Google Reports Increased Profits
typobox43 writes "According to Yahoo! News, Google has reported increased profits compared to the year-ago numbers in its first quarterly earnings report as a publicly held company. Google's revenue figures more than doubled, leaping to $805.9 million from $393.9 million. Google shares closed today at $149.38."
Tune in tomorrow for the earnings reports from railroad and textile companies, and we'll discuss whether Amazon P/E ratio makes sense to hedge funds managers.
Thank you for being with Slashdot Finance. Buy LNUX!
Say you have a bank account. You are suddenly inundated with tons of cash (almost 2 billion dollars worth!) because you pimped yourself out. Then you stick all that cash in the bank account.
Even at a very low interest rate you can get a significant return on that money.
Obviously, you'd like to do stuff with it like buy jet planes for your managers and little stickers and baseball caps for your engineers, so your total return will be less than expected. But in the end, your huge pile of cash garners you a very nice gain just at basic interest rates. Couple that with some savvy investing (no-load mutual funds!) and you can have yourself quite a bit more "revenue" than before you sold yourself out.
Well, I don't think it's entirely ads (emphasis mine)-
Google and rival Yahoo each get a significant portion of their revenue from Web search advertisements, a lucrative and fast-growing market.
That must mean that they have alternate sources. For instance, Google does sell search-boxes and the like. I'm sure there are other sources of income, too.
Despite the guaranteed criticism any company that "makes it" gets, I think Google's a good example of good ideas paying off.
Do I worry that they'll become another Microsoft or Oracle? Sure - but the best way to prevent that is to support the good that they do, while expressing directly to their feedback lines the things you don't like.
Thus far, they seem to be listening. I hope they keep up the good work!
99 percent of shareholders invest in a company for one reason and one reason only: to make money. They don't care about ethics, doing business in a friendly manner or the warm fuzzy glow inside that employees take home with them at the end of the day, they're only interested in the almighty dollar.
And, with the way that public companies have to operate by law in the US, that means doing whatever it takes: the boards of US companies are legally obliged to increase shareholder value as much as possible, and if that means no more Mr. Nice Guy, well, that's just tough for you, for me, and for anyone else that gets in the way of the bottom line.
Want to know the one way to keep a company from running into these sort of hassles? Stay privately owned rather than become a publicly traded company.

◆ Items:
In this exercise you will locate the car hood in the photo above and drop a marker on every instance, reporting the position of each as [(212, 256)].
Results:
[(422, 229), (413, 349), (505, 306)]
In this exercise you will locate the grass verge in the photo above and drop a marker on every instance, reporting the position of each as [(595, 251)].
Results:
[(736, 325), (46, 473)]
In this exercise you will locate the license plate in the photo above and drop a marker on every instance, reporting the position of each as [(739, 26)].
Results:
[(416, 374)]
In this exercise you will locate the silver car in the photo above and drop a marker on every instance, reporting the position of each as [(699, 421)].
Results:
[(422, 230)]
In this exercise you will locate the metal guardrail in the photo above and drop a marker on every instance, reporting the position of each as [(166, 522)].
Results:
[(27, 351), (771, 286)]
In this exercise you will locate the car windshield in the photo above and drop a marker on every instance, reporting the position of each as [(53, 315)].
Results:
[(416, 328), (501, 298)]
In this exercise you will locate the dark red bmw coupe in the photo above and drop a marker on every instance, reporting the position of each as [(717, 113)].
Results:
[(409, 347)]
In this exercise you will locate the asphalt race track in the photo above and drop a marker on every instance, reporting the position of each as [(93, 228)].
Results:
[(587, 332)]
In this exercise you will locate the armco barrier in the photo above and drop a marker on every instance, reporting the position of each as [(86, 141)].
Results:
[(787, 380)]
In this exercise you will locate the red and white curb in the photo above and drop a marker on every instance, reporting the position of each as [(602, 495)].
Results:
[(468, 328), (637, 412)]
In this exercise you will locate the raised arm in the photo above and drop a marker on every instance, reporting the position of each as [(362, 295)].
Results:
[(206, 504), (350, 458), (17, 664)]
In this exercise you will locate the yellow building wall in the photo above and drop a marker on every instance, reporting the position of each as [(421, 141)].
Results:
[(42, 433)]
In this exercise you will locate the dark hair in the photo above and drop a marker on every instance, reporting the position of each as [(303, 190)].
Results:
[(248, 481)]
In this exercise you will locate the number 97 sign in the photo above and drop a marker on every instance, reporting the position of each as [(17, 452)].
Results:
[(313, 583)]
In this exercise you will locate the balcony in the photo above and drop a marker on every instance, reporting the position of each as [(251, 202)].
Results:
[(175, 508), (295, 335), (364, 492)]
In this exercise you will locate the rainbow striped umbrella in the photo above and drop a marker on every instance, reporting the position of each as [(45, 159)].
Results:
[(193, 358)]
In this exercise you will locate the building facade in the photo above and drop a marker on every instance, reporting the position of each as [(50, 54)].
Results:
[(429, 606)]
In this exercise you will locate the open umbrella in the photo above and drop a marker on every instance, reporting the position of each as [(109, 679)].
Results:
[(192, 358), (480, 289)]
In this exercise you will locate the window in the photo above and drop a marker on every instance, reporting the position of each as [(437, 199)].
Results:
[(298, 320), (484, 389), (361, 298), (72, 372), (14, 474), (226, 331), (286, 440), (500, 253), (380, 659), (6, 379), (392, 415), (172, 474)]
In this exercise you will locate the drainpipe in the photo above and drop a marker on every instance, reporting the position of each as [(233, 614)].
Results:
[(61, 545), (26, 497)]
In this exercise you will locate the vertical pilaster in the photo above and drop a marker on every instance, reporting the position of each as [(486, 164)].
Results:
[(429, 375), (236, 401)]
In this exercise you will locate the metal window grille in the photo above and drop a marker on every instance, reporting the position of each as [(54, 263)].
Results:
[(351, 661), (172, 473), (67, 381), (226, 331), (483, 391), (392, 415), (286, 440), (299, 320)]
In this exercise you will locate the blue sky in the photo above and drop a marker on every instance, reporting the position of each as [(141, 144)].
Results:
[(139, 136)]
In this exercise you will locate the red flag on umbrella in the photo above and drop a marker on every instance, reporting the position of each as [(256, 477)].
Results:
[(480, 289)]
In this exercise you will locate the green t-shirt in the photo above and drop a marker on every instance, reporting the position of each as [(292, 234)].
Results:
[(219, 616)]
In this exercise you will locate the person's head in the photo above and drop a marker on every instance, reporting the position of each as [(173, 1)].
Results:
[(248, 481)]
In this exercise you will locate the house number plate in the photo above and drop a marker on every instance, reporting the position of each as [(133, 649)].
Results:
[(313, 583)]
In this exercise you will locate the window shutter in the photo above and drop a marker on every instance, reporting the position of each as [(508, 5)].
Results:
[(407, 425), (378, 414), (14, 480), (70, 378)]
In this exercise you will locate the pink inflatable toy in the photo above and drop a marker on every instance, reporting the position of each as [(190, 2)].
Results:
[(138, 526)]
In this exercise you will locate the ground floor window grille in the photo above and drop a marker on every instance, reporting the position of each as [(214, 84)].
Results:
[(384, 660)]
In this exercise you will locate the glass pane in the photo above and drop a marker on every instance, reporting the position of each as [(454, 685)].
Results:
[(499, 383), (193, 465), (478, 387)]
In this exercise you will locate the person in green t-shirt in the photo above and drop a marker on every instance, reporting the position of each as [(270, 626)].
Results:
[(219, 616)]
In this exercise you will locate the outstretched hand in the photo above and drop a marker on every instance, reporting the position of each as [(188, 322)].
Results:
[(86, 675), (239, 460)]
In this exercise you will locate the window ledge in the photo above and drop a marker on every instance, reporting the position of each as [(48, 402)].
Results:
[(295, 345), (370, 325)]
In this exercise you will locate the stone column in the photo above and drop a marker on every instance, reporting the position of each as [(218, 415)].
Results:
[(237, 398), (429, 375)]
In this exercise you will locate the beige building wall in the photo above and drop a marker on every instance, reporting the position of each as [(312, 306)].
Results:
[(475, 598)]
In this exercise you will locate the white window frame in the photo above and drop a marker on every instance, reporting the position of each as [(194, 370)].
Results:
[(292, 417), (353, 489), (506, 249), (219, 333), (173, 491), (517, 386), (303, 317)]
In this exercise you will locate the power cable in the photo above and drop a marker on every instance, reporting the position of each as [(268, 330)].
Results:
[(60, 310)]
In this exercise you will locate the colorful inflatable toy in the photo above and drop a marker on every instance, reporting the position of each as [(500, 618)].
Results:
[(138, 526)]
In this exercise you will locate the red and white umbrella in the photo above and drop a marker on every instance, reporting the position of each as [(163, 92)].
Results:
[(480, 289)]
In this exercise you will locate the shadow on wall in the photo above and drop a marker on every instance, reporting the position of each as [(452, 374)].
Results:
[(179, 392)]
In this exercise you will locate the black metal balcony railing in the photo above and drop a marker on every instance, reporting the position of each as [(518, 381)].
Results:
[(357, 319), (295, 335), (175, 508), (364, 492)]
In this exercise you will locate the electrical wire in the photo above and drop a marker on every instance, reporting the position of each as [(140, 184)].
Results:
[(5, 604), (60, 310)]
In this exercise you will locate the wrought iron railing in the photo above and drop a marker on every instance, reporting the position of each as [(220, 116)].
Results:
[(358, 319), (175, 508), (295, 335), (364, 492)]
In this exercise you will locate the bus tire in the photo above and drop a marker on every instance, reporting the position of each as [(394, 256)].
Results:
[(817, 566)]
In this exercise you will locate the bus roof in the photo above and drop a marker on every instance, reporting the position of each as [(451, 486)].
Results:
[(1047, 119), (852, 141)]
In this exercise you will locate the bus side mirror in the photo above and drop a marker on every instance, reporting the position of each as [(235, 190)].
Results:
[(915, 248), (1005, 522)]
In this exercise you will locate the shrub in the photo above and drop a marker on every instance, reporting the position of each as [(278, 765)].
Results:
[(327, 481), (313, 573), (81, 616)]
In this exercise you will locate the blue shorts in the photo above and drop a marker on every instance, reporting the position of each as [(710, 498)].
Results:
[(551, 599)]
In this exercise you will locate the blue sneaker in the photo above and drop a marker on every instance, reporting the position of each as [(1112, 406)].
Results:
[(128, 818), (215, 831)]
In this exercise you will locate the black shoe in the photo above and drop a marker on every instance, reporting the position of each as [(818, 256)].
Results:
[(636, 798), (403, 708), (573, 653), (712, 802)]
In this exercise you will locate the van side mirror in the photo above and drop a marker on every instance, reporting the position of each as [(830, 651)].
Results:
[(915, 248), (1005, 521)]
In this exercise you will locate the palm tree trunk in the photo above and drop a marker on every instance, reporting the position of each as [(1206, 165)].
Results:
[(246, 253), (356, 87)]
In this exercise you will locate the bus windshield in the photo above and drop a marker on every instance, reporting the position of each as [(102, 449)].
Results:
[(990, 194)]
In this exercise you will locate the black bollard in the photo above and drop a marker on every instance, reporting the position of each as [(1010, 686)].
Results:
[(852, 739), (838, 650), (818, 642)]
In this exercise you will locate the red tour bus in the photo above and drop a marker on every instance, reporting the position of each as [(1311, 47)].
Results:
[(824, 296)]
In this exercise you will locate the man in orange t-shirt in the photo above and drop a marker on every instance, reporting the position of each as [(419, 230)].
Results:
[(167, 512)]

◆ Instruction 1:
In the Google profits discussion, copy the passage from "Tune in tomorrow" up to and including "the bank account.", substituting "brokerage account" for "bank account".
◆ Instruction 2:
In the Google profits discussion, why does one commenter doubt that Google's revenue comes entirely from ads?
Rely only on the text when answering.

◆ Written solution 1:
Tune in tomorrow for the earnings reports from railroad and textile companies, and we'll discuss whether Amazon P/E ratio makes sense to hedge funds managers.
Thank you for being with Slashdot Finance. Buy LNUX!
Say you have a brokerage account. You are suddenly inundated with tons of cash (almost 2 billion dollars worth!) because you pimped yourself out. Then you stick all that cash in the brokerage account.

◆ Written solution 2:
The quoted report says Google gets "a significant portion" of its revenue from Web search advertisements. That suggests ads are not the whole of it, so the commenter concludes Google must have other sources, such as selling search boxes.